#### Dataset entries:

►

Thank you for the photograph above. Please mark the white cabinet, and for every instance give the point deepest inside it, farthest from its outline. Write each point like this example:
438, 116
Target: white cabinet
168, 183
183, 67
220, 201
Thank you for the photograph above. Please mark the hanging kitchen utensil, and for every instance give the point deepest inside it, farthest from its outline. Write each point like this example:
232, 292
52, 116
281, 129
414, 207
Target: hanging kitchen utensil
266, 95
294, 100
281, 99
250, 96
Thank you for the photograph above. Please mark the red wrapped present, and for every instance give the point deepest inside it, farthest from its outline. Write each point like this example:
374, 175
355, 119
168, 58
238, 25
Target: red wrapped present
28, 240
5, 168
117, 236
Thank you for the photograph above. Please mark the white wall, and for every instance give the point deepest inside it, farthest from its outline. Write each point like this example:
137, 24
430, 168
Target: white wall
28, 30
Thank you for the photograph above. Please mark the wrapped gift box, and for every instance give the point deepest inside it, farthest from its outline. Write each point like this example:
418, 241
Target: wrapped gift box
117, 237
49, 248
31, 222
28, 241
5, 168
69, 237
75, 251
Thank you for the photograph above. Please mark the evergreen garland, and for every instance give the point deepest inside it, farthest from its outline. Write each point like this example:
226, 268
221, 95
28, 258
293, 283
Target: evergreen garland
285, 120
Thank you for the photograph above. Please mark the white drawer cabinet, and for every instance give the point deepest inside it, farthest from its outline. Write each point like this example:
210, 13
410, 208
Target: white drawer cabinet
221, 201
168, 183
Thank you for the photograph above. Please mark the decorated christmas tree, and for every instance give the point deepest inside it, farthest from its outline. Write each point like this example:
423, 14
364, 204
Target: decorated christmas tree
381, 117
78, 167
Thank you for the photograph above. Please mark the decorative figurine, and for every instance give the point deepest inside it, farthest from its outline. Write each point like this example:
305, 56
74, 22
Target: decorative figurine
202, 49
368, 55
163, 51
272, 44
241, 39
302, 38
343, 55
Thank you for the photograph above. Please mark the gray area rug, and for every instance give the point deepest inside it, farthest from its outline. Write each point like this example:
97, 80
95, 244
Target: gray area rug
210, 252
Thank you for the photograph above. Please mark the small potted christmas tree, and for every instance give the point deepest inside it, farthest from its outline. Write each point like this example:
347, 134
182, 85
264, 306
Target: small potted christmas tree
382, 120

◄

#### Work item:
Reproduce the entries in full, exactly as written.

#### Output for this task:
Thank you for the photograph above. Please mark the white cabinet, and for every instance give the point deepest inside it, farthest from its outline. Write each point like this example:
438, 116
Target: white cabinet
168, 183
183, 67
220, 201
Thank you for the photograph above. Please mark the hanging kitchen utensil, and for every instance give the point deepest inside it, farthest from its outline. Write each point like this example:
232, 292
52, 116
281, 129
414, 207
Target: hanging kitchen utensil
266, 95
294, 100
281, 99
250, 96
Thank you for the photograph above. Please mark the red wrapped present, and for every instance give the point deepest inside it, farthest from its outline. Write each point like this example:
374, 175
355, 119
168, 58
238, 25
Target: red wrapped present
28, 240
5, 168
117, 236
Thank you for the photograph above. Please mark the white wall, and for every instance give the point deepest inside it, farthest from its outline. Write each point like this example:
137, 24
430, 168
Target: white wall
28, 30
Thank you for the photograph above. Please mark the wrapped gift box, and for every instance give the point deepest inside it, farthest from its outline. Write each point like this example:
418, 241
Target: wrapped gift box
117, 237
49, 248
31, 222
28, 241
5, 168
69, 237
75, 251
Thank you for the photograph above. Please mark the evergreen garland, and for every instance give the point deepest inside it, farthest from its outline. Write each point like this example:
226, 268
221, 95
28, 258
293, 283
Target: evergreen garland
285, 120
Thank you for the photograph above. Please mark the white drawer cabinet, and for every instance give the point deepest inside it, farthest from its outline. Write each point like this example:
210, 13
410, 208
Target: white drawer cabinet
221, 201
168, 183
Thank you for the photograph above. Please mark the decorated christmas tree, and for every instance give the point deepest inside it, farthest from its outline. Write each point like this example:
423, 14
364, 204
Target: decorated christmas tree
381, 117
78, 167
Thank you for the photograph above. Please mark the decorative figurine, and for every instance give the point deepest inside it, farthest from its outline. Write each point like this example:
305, 56
74, 22
Target: decorative figurine
202, 49
368, 55
163, 51
272, 44
241, 39
302, 38
343, 55
Thank you for the photograph above. Please mark the gray area rug, and for every instance give the point deepest inside it, farthest from its outline. Write each point like this example:
97, 80
95, 244
Target: gray area rug
210, 252
Thank you for the photograph above. Please mark the small potted christmas tree, and for every instance give the point deepest inside it, farthest from its outline. Write each point like this example:
347, 134
182, 85
264, 306
Target: small potted christmas tree
382, 120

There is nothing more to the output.